> _Exercise aim_
Repeat the data exactly as it stands.

....

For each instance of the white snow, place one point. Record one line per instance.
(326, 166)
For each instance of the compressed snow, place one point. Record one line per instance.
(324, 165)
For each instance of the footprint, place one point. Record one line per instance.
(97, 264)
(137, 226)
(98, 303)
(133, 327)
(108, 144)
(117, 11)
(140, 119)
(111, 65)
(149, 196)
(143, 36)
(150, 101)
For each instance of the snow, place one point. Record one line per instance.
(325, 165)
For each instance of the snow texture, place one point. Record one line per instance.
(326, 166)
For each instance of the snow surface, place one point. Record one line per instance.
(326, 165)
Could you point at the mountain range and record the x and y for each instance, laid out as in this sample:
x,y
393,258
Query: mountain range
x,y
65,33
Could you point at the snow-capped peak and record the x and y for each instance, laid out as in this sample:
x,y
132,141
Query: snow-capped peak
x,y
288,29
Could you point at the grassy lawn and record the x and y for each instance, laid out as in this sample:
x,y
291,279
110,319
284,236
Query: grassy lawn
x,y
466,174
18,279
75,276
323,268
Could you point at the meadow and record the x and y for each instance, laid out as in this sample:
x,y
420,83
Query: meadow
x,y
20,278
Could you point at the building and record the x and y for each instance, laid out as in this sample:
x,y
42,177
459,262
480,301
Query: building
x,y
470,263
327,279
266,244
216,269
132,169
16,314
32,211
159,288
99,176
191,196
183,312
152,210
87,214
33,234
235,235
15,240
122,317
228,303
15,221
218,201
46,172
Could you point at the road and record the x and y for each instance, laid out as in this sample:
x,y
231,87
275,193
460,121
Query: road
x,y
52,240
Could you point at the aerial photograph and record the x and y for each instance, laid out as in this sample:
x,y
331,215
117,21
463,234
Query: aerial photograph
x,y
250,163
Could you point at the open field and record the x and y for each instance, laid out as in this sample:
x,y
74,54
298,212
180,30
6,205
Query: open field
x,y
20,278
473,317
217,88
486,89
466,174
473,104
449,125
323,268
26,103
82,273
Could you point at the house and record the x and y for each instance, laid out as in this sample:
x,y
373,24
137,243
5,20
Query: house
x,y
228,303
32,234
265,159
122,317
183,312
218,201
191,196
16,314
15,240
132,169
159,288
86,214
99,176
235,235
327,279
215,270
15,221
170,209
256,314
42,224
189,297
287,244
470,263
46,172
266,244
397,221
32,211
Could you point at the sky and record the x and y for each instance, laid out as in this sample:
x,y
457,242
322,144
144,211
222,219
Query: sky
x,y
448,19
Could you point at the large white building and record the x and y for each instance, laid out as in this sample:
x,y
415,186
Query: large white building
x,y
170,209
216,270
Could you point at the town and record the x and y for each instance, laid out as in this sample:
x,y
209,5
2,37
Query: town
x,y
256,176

....

> _Task output_
For each instance of the white snow, place one point. Record one line per instance.
(326, 166)
For each instance of the compressed snow, place one point. Record one line per instance.
(324, 165)
For each instance of the footprint, place one point. Record one line per instance.
(97, 264)
(137, 226)
(98, 303)
(133, 327)
(108, 144)
(117, 11)
(140, 119)
(111, 65)
(149, 196)
(143, 36)
(150, 101)
For each instance of the snow, place one point. Record one line per instance.
(325, 165)
For each instance of the snow texture, place one point. Record one line per instance.
(326, 166)
For each instance of the snow surface, place one point. Record one line per instance.
(326, 165)
Could you point at the mountain range and record the x and y for each instance, laid out as in this sample:
x,y
393,258
Query: mountain range
x,y
65,33
Could you point at the snow-capped peak and record the x and y for each instance, laid out as in this sample:
x,y
132,141
Query: snow-capped peak
x,y
288,29
Could you point at the grassy lawn and record the x and y for each instance, laid out as in this sample:
x,y
291,279
110,319
284,236
Query: grassy lawn
x,y
466,174
18,279
75,276
323,268
Could you point at the meadow and record the x and y for each instance, laid out as in this sample:
x,y
420,83
Query: meadow
x,y
20,278
Could you point at the building and record the x and y for each instance, laid out as in this sample:
x,y
42,177
459,262
480,301
Query: building
x,y
470,263
327,279
266,244
216,269
132,169
16,314
32,211
159,288
99,176
191,196
183,312
152,210
87,214
33,234
235,235
15,240
122,317
228,303
15,221
218,201
46,172
Could you point at the road and record the x and y for each instance, laid out as in this sample:
x,y
231,87
275,193
460,121
Query: road
x,y
52,240
Could you point at the aerial photograph and record the x and y for each instance, laid out as in this sample:
x,y
331,215
117,21
463,234
Query: aerial photograph
x,y
250,163
Could you point at the open field and record the x and y for each instance, laid out as in this sample:
x,y
74,54
298,212
180,30
6,205
Query: open field
x,y
20,278
473,317
217,88
486,89
466,174
473,104
449,125
323,268
26,103
82,273
Could you point at the house and record the x and y for each instance, laid out as in this sample:
x,y
373,24
137,243
5,20
Query: house
x,y
228,303
32,234
265,159
122,317
183,312
218,201
191,196
16,314
15,240
132,169
159,288
86,214
99,176
235,235
327,279
215,270
15,221
170,209
256,314
42,224
189,297
287,244
470,263
46,172
266,244
397,221
32,211
Could you point at the sky and record the x and y for each instance, laid out as in this sample:
x,y
457,242
322,144
144,211
222,219
Query: sky
x,y
448,19
Could you point at the large white building and record the x and y for each instance, laid out as in this sample:
x,y
415,186
Query: large white building
x,y
170,209
216,270
Could you point at the town and record the x and y for each instance, laid out as in this sample:
x,y
209,5
2,37
Query: town
x,y
256,176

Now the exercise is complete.